Extracted material
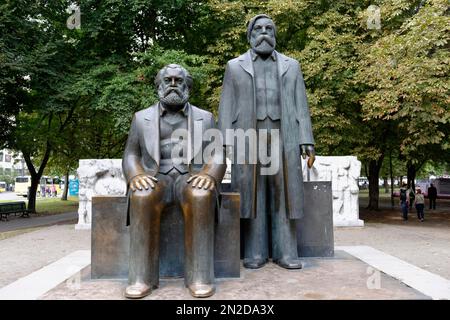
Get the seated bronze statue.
[123,64,226,298]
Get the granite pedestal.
[91,192,240,279]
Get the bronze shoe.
[124,283,152,299]
[276,258,303,269]
[244,258,267,269]
[188,283,216,298]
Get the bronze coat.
[122,103,226,224]
[219,50,314,219]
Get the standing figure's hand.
[130,174,158,192]
[187,174,216,190]
[301,144,316,169]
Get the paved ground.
[342,199,450,280]
[0,224,91,288]
[41,251,428,300]
[0,211,78,232]
[0,199,450,299]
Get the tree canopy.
[0,0,450,209]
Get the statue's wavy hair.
[247,13,277,42]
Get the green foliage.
[0,0,450,198]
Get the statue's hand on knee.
[187,174,216,190]
[130,174,158,192]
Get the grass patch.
[0,227,42,240]
[0,197,78,215]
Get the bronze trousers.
[128,169,216,288]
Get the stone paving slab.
[0,211,78,232]
[41,251,430,300]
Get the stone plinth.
[297,181,334,257]
[91,192,240,279]
[75,159,127,229]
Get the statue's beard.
[158,88,189,106]
[250,35,276,55]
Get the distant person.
[414,188,425,222]
[428,184,437,210]
[400,183,409,221]
[408,184,416,210]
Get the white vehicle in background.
[14,176,31,197]
[0,181,6,192]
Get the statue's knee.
[185,185,214,200]
[131,188,156,200]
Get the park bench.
[0,201,30,221]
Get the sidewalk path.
[0,211,78,232]
[0,224,91,288]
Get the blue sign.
[69,179,80,196]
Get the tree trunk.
[367,155,383,210]
[27,176,41,213]
[383,177,389,193]
[406,161,416,190]
[389,150,394,208]
[22,142,51,213]
[61,171,69,201]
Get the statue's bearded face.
[250,18,276,55]
[158,68,189,107]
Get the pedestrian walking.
[414,188,425,222]
[400,183,409,221]
[428,184,437,210]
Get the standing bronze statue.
[219,14,315,269]
[123,64,226,298]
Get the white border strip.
[335,246,450,300]
[0,250,91,300]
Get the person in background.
[408,184,416,210]
[400,183,409,221]
[428,184,437,210]
[414,188,425,222]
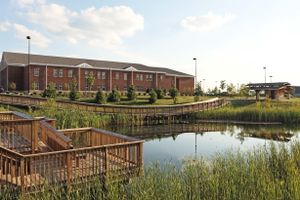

Given problem
Rewrite the items from their start through the line containing "[61,171,69,201]", changing "bronze" to "copper" and keeping everything else the same. Omit the pictures.

Exercise answer
Get the seated copper statue.
[123,64,226,298]
Get the granite pedestal.
[91,192,240,279]
Get the copper shoe.
[124,283,152,299]
[276,258,303,269]
[244,258,267,269]
[188,283,216,298]
Get the copper coat.
[122,103,226,224]
[219,50,314,219]
Get the standing figure's hand.
[130,174,158,192]
[187,174,216,190]
[301,144,316,169]
Get the paved ground.
[342,199,450,280]
[0,224,91,288]
[41,251,428,300]
[0,211,78,232]
[0,199,450,299]
Get the tree canopy.
[0,0,450,209]
Get the statue's wavy hair.
[247,13,277,42]
Get the green foliage.
[0,0,450,198]
Get the statue's hand on knee.
[187,174,216,190]
[130,174,158,192]
Get the grass patch.
[0,227,42,240]
[0,197,78,215]
Get the copper trousers.
[128,169,216,288]
Get the stone paving slab.
[0,211,78,232]
[41,251,430,300]
Get the stone plinth.
[297,181,334,257]
[91,192,240,279]
[75,159,127,229]
Get the statue's beard.
[158,88,189,106]
[250,35,276,55]
Get the distant person.
[414,188,425,222]
[428,184,437,210]
[400,183,409,221]
[408,184,416,210]
Get the white vehicle in background.
[14,176,31,197]
[0,181,6,192]
Get the statue's knee.
[185,185,214,200]
[131,188,156,200]
Get the park bench.
[0,201,30,221]
Get the sidewalk path.
[0,211,78,232]
[0,224,91,288]
Get the blue sign.
[69,179,80,196]
Get the tree trunk.
[367,155,383,210]
[27,176,41,213]
[383,177,389,193]
[406,161,416,190]
[389,150,394,208]
[22,142,51,213]
[61,171,69,201]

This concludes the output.